**Task to carry out:** Transcribe the part of the forum thread starting at "If you hate" and ending at "load/save file format.".

**Document excerpt:**
--- Start ---

Like my dream game is about a dragon who lives in a world of dragons. Nothing much really happens, because I don't know how to do any walk cycles or anything, so it'd just be static drawings of dragons. Anyway, they talk a lot and fuck a lot, and it sounds quite boring, but thats ok because they're dragons and inherently cool.

FUCK YEAH! DRAGONS! FUCKING!


----------



## DragonLover17 (May 29, 2010)

Voidrunners said:


> I've always thought that what games need is more dragons.
> 
> Like my dream game is about a dragon who lives in a world of dragons. Nothing much really happens, because I don't know how to do any walk cycles or anything, so it'd just be static drawings of dragons. Anyway, they talk a lot and fuck a lot, and it sounds quite boring, but thats ok because they're dragons and inherently cool.
> 
> FUCK YEAH! DRAGONS! FUCKING!


 no kidding you should see some of the stuff in my favs just click on the little paw under my name  id most likely creat a game with dragons mateing in it if i do become a designer i hope youd help with that


----------



## Smelge (May 29, 2010)

DragonLover17 said:


> no kidding you should see some of the stuff in my favs just click on the little paw under my name  id most likely creat a game with dragons mateing in it if i do become a designer i hope youd help with that



Oh yes, there is nothing more hot than dragons dicking things to death. We could make a little minigame where you're a small yet sexually active dragon, and there's dragon dicks coming at you from every direction, and you need to either dodge, suck or go ass-up. That would be totally hot and it has dragons and dragon dicks. I FUCKING LOVE DRAGONS DUED


----------



## Smelge (May 29, 2010)

To the OP, you need to learn about sarcasm. It gets used quite a lot around here.

Incidentally:



> so if there was a horny male dragon in front of you and he was asking  you to suck his dick would you do it



Not a good thing to PM to people, OP. Shame on you.


----------



## GraemeLion (May 29, 2010)

As a software engineer.. in the real world.. let me explain something.

If you hate video games.. then you might be a good coder for them.  If you like them, and you start coding for them, you'll end up hating them.  The average game programmer is in a career where anyone can get in.  You don't design as a coder, you just do what the fuck you're told to do.  Your mission one week might be to implement a score class that can be used as a base class for everyone else in the company's projects.  Your next mission might be to write unit tests on collision detection code.  The next week might have you debugging into the load/save file format.  

You're not going to play games.  You're going to be working on the deep logic and mathematics behind games, but it'd be like hanging up a picture while the house gets built around you.  You don't get a say.  You don't get creativity.  You get long hours, painful nights, POSSIBLY a line in the credits (but likely not, as most lower levels don't get that.)   After about five to seven years, you'll get to put the Senior on your title, if you're good, and you've been with the company that long.

For this job, you'll require at least a Bachelor of Sciences in computer science or something similar, and probably a few years test experience.  That's right, most gamedevs start out in the test lab, where you don't play games, you play a single part of a game 3000 times in one day, to detect any bugs/glitches/etc.  And then you have paperwork, oh the paperwork.  You will be required to be knowledgeable in mathematics at least through first year calculus.

--- End ---

(Data items)
--- Start ---

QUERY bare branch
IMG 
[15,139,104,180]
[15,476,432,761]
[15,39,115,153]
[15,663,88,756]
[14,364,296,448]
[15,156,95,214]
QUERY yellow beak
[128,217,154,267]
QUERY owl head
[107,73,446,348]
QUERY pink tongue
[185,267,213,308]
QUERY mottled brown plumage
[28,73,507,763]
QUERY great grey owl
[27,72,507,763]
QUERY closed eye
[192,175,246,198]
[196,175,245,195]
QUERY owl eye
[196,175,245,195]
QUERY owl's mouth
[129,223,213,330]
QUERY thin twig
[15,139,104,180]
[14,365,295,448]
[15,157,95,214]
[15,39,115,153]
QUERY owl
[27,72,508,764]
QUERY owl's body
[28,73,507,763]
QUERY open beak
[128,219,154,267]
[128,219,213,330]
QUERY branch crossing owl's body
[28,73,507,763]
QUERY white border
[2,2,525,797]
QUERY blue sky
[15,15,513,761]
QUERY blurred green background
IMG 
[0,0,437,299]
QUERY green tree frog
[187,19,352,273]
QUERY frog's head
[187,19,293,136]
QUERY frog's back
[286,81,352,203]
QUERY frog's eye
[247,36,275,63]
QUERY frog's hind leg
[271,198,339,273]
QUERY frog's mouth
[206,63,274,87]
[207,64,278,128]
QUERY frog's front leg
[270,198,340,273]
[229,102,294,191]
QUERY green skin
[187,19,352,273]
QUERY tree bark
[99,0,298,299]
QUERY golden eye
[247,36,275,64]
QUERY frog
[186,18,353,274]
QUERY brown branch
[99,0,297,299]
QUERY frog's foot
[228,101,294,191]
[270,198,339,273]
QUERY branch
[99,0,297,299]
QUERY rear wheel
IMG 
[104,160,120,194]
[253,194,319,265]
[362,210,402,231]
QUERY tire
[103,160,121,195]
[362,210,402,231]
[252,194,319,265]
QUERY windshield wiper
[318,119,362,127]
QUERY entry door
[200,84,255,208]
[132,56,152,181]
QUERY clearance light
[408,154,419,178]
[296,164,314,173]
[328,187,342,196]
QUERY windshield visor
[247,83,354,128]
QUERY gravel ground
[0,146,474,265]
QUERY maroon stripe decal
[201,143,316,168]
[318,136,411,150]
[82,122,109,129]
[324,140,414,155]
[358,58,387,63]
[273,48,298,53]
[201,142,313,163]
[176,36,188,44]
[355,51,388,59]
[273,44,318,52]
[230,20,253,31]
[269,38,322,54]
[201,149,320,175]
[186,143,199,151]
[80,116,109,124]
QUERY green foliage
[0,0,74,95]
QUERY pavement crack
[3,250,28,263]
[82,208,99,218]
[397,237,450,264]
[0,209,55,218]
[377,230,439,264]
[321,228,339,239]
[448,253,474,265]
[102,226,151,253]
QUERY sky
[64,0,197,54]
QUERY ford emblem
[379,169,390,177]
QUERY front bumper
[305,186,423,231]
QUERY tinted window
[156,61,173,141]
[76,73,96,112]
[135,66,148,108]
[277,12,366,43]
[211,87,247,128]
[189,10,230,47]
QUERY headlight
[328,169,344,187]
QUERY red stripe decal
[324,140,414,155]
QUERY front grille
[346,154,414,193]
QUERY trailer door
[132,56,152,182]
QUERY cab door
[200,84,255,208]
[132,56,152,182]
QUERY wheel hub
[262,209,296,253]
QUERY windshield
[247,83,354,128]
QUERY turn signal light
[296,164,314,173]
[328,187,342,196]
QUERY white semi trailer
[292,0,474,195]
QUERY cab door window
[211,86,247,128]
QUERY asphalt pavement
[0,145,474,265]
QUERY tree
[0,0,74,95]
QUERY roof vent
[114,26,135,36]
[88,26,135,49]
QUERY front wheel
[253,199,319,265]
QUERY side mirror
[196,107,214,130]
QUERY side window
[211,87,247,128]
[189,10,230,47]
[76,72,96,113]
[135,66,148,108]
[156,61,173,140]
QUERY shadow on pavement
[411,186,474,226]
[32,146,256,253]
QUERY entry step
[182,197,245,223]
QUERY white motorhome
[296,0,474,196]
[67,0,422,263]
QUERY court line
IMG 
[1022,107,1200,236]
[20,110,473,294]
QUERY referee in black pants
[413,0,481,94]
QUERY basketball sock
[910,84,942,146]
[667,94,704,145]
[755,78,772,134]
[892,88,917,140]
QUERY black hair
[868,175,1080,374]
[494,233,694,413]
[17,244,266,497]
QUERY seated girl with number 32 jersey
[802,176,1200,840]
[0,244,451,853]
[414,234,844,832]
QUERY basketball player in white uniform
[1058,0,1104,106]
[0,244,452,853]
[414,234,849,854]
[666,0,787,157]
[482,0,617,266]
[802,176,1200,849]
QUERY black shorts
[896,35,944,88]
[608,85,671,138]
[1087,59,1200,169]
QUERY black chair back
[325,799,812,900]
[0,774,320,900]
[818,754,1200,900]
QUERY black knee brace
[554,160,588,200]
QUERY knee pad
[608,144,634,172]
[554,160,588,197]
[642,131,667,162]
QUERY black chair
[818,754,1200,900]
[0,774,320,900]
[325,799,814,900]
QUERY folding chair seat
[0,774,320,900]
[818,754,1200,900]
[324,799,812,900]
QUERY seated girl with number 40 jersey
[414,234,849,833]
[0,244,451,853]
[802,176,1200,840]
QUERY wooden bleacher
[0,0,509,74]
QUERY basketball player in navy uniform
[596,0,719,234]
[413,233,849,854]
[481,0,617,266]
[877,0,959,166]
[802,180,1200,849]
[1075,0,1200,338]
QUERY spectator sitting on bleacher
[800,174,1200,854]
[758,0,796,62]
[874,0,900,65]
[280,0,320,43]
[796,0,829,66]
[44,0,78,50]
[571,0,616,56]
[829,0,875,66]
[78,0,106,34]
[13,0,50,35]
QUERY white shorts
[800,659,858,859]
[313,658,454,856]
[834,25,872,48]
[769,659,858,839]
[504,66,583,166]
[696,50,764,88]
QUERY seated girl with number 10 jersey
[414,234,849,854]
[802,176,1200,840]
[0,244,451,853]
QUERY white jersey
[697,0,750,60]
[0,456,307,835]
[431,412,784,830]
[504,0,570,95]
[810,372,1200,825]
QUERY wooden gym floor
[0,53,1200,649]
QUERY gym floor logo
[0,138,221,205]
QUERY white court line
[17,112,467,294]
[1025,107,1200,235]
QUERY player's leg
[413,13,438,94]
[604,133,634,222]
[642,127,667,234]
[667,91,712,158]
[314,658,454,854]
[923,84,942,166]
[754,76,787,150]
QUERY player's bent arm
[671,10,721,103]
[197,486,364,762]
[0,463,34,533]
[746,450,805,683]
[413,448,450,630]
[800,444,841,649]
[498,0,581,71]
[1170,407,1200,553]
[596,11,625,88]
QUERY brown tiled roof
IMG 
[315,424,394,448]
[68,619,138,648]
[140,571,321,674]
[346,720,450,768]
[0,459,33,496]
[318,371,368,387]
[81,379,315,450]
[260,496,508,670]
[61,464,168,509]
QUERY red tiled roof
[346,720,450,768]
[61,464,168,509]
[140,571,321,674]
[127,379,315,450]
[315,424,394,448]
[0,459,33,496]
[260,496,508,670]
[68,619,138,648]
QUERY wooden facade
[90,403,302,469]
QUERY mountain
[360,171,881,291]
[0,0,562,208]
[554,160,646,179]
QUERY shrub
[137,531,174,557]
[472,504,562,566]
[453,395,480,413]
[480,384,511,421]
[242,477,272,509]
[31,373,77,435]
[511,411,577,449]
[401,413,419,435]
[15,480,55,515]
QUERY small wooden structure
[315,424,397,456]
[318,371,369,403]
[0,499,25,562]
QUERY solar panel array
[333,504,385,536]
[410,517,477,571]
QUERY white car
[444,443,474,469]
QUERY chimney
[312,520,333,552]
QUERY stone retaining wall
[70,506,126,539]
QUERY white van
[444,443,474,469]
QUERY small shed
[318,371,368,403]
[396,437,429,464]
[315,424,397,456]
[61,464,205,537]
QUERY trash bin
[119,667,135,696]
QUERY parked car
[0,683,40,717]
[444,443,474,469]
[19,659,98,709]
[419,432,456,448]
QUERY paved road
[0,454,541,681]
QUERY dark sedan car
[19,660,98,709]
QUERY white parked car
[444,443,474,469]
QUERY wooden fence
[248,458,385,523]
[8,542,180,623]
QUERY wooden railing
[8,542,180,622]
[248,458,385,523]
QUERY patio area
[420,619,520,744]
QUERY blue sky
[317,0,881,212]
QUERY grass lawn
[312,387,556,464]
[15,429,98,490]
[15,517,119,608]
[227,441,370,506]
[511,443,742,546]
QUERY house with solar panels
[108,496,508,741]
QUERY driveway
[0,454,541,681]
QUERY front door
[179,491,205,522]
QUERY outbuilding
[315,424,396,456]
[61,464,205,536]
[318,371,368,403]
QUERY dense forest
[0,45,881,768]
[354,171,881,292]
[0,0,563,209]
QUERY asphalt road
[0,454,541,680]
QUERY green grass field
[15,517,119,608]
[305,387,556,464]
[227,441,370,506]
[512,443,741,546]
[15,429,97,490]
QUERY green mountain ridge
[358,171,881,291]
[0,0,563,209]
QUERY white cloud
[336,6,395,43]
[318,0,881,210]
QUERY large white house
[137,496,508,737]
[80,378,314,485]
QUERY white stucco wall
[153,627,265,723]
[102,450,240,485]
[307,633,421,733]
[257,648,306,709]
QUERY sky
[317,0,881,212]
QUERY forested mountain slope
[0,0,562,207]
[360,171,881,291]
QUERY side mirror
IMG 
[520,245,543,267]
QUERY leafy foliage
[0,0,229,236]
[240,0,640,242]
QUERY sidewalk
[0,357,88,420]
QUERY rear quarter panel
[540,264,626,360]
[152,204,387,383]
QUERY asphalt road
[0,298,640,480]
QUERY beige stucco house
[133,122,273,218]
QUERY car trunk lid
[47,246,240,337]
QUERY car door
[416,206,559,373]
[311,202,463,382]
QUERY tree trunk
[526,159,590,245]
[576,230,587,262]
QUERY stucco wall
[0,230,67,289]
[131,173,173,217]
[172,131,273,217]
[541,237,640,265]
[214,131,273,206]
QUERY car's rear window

--- End ---

**Complete answer:**
If you hate video games.. then you might be a good coder for them.  If you like them, and you start coding for them, you'll end up hating them.  The average game programmer is in a career where anyone can get in.  You don't design as a coder, you just do what the fuck you're told to do.  Your mission one week might be to implement a score class that can be used as a base class for everyone else in the company's projects.  Your next mission might be to write unit tests on collision detection code.  The next week might have you debugging into the load/save file format.